(Beginning of READING TEXT)

The projects have prompted significant debate about property rights, primarily centered on whether the private companies should be allowed to use eminent domain to force easements with landowners. But some residents have also tried to prevent the companies from surveying their land.
Those surveys help determine the precise path and depth of the pipe, and Iowa law allows the surveys after companies have held informational meetings about their projects and have given landowners and tenants a 10-day notice of the surveys.
That part of the law is being challenged on two fronts in court: Some landowners have asked judges to decide that the law is unconstitutional. Also, a surveyor is charged with trespassing in northwest Iowa.
A motion to dismiss that charge is pending in district court in Dickinson County. In that case, a tenant and landowners rejected all mailed land-survey notices from Summit Carbon Solutions, and the sheriff’s office charged a surveyor with trespassing in August because a survey crew returned to the property after the tenant had turned another away.
The Lee County residents — who oppose the project — say their situation is different: They received notice of a required informational meeting but heard nothing about the surveys before they saw crews digging on their properties.
“Farmers take a lot of pride in their land, and we don’t feel they should have the right to come on our land and do what they want to do,” said Mark Meierotto, who farms near West Point. “We have never gotten notified about a survey.”
NAVIGATOR SAYS NOTICE WAS MAILED TO PROPERTY OWNERS
Andy Bates, a spokesperson for Navigator, said a survey notice was sent by certified mail to Meierotto on Jan. 26, 2022, but that the company has no signed receipt of its delivery.
“Transparency, communication, and respect of landowner rights are core to Navigator’s mission,” Bates wrote in an email. “We have, and continue to, work with landowners to obtain voluntary survey permissions, along with gathering the necessary contact information so landowners can be kept abreast of the work of the survey crews if they so wish.”
Another landowner in the area, Ray Menke, said he provided his phone number to Navigator during one of the informational meetings to help schedule a land survey but wasn’t called and didn’t receive written notice. He said a survey crew went onto his property in spring 2022, and Menke told them to leave. He agreed to let them come back to finish the work about a week later because of the state law that allows the surveys.
“They’re gonna be on there anyway,” Menke reasoned. “I just wanted to be with them.”
Another landowner in the area, Andrew Johnson, has pursued trespassing charges for the surveyors, who he says have gone onto his property at least three times. Johnson said he also has not received written notice of the surveys.
...
Bates said Johnson and Menke were both mailed notices of surveys via certified mail in January 2022 and that the company has signed receipts indicating they were delivered three days after they were sent.
PROSECUTOR TELLS PROPERTY OWNER THE LAW CREATES ‘INJUSTICE’
County Attorney Ross Braden declined to comment, but Braden explained his legal dilemma to Johnson in an email in December. He cited Iowa Code that says: “The entry for land surveys shall not be deemed a trespass.”
...
Braden did not rule out a trespassing charge and said he would work to ensure that Johnson is compensated for damage to his land from the digging. The law says the companies must pay for damage caused by the survey work.

(End of READING TEXT)

* **WHAT TO DO**:
(A) Duplicate the pipeline survey text between "Those surveys help" and "10-day notice of the surveys.", inclusive.
(B) Name every person the pipeline survey text identifies by full name.
(C) Summarize the pipeline survey text in two sentences.
The entries that follow have nothing to do with the pipeline survey text.

(Beginning of SOURCE INFORMATION)

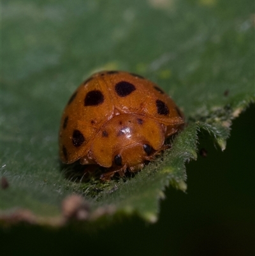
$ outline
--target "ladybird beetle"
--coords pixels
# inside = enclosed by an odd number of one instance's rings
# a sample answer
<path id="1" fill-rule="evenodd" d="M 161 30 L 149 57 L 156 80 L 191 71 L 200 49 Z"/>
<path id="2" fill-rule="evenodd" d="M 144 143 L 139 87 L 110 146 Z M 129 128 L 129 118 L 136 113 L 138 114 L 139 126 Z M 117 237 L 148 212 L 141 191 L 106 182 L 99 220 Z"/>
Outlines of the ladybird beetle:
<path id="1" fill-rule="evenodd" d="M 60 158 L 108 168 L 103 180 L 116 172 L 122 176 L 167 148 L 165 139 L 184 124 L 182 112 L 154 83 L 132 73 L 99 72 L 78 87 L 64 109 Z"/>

(End of SOURCE INFORMATION)
(Beginning of SOURCE INFORMATION)

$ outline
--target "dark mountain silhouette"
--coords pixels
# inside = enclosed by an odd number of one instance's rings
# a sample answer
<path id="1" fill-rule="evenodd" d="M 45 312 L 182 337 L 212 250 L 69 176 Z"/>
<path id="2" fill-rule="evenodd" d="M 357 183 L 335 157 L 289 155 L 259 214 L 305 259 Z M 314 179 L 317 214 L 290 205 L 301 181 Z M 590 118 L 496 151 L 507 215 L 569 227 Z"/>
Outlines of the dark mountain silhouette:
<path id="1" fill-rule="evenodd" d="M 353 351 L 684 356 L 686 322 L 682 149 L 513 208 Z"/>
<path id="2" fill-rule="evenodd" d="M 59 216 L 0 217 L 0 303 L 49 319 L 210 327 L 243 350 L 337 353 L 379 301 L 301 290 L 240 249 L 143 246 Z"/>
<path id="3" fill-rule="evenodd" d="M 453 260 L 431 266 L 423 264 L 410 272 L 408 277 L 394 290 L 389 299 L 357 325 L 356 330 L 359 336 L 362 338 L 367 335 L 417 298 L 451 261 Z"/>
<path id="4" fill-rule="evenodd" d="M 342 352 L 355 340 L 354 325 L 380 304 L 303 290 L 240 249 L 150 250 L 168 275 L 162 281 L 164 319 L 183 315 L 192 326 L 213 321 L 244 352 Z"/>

(End of SOURCE INFORMATION)
(Beginning of SOURCE INFORMATION)

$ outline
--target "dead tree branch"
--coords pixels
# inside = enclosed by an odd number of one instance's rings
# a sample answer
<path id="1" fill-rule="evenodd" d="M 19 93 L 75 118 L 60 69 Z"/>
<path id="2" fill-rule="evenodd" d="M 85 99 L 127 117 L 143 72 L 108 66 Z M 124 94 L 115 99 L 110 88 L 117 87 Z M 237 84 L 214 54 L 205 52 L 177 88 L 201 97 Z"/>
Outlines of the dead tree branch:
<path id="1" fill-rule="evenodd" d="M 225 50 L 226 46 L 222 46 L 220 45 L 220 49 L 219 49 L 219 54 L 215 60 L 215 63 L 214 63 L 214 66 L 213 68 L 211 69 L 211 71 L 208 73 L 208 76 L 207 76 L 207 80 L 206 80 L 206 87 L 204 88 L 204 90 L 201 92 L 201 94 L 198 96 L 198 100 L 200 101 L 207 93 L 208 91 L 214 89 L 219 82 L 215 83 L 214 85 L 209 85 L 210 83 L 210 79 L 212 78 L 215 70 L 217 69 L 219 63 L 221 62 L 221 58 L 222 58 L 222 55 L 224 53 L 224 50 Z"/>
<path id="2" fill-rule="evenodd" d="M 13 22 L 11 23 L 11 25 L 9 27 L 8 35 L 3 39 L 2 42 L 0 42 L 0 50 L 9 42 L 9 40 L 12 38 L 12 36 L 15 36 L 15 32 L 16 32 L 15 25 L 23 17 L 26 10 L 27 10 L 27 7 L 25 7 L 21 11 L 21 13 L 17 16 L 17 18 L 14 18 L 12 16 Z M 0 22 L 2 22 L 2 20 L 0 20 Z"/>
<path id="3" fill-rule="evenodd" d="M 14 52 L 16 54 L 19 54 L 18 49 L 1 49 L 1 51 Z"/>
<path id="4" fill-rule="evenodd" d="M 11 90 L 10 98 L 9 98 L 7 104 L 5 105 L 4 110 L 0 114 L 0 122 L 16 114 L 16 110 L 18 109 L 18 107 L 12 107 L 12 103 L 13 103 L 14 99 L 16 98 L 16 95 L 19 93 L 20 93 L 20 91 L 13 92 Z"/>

(End of SOURCE INFORMATION)

* **ANSWER SET**:
(A)
Those surveys help determine the precise path and depth of the pipe, and Iowa law allows the surveys after companies have held informational meetings about their projects and have given landowners and tenants a 10-day notice of the surveys.

(B)
Mark Meierotto
Andy Bates
Ray Menke
Andrew Johnson
Ross Braden

(C) Iowa law allows pipeline companies to survey land after holding informational meetings and giving landowners and tenants a 10-day notice, and that part of the law is being challenged in court. Lee County landowners say they never received notice before survey crews dug on their properties, while a Navigator spokesperson says notices were sent by certified mail, and the county attorney cited Iowa Code stating that survey entry is not a trespass.